◆ **Written instruction**
Give the lines of the items below, from the line containing "Task — mark the woman's face, giving" through the end of the items, as a numbered list, leaving out any blank lines.

··· Entries supplied ···

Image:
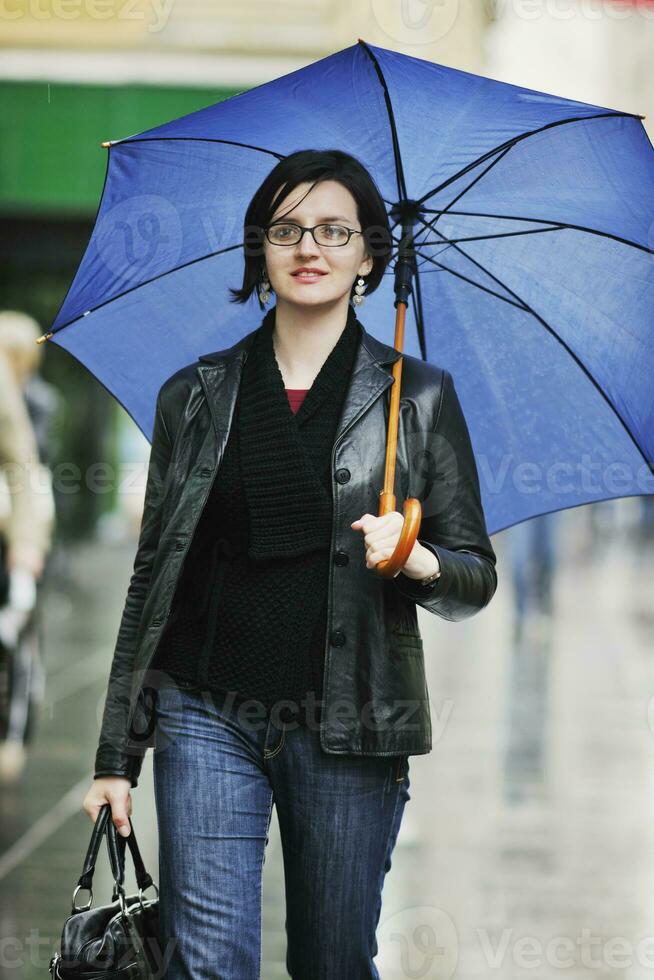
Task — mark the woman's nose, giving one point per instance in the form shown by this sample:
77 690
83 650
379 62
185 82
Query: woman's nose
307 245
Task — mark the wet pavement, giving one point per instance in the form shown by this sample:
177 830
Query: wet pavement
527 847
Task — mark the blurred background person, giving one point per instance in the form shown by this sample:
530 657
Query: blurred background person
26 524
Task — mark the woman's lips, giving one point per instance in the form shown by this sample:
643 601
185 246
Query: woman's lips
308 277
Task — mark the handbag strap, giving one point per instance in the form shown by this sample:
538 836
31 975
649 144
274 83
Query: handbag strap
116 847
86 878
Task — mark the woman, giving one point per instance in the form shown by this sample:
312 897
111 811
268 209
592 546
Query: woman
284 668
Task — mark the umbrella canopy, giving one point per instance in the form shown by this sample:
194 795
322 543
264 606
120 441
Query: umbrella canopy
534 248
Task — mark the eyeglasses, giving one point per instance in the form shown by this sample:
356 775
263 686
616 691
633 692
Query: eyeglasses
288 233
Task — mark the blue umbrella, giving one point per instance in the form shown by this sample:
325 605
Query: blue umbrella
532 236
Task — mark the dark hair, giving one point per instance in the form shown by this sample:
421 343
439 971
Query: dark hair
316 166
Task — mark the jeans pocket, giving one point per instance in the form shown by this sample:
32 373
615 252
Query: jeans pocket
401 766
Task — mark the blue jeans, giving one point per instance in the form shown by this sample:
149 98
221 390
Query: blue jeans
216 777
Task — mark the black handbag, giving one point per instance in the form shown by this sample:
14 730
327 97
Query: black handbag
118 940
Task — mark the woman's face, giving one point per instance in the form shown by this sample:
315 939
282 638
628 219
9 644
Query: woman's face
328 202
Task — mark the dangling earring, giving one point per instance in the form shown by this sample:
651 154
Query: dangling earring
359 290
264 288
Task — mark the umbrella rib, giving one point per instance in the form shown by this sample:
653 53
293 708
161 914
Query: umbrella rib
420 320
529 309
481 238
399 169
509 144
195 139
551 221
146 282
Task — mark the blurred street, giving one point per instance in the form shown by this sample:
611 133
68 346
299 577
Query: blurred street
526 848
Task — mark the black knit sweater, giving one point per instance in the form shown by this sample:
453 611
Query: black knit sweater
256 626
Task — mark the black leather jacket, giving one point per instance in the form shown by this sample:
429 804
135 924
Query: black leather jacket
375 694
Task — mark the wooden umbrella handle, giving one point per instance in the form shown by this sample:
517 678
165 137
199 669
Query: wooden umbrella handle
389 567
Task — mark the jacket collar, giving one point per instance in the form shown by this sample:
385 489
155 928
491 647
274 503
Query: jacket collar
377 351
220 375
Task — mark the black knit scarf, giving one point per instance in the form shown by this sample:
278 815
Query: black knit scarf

···

◆ **Task answer**
1. Task — mark the woman's face, giving one point per instance in the form shown by this sample:
2. 315 939
3. 282 638
4. 628 219
5. 9 644
6. Query: woman's face
7. 328 202
8. Task — mark the dangling earring, giving one point per instance in the form shown by this sample:
9. 651 154
10. Query: dangling earring
11. 359 290
12. 264 288
13. Task — mark the umbrella rib, giving one point per instance in the form shown by this sample:
14. 653 53
15. 293 708
16. 161 914
17. Query: umbrella rib
18. 420 320
19. 529 309
20. 481 238
21. 399 169
22. 509 144
23. 195 139
24. 551 221
25. 146 282
26. Task — mark the blurred street, giving one point per instance in the form shown by this sample:
27. 611 133
28. 68 346
29. 299 577
30. Query: blurred street
31. 526 848
32. Task — mark the black knit sweater, giving one point per instance in the form shown by this sample:
33. 453 611
34. Query: black knit sweater
35. 256 626
36. Task — mark the black leather jacket, giving one point per instance in the form shown by this sample:
37. 429 804
38. 135 924
39. Query: black leather jacket
40. 375 694
41. Task — mark the wooden umbrella handle, giving one point per instance in the form shown by this sample:
42. 517 678
43. 165 137
44. 199 669
45. Query: wooden umbrella handle
46. 389 567
47. Task — mark the jacket collar, giving one point per instance in the form shown by this sample:
48. 385 489
49. 155 928
50. 491 647
51. 274 503
52. Query: jacket collar
53. 377 351
54. 220 375
55. Task — mark the black knit scarf, giving one point per instance in the form shown by this sample:
56. 278 815
57. Query: black knit scarf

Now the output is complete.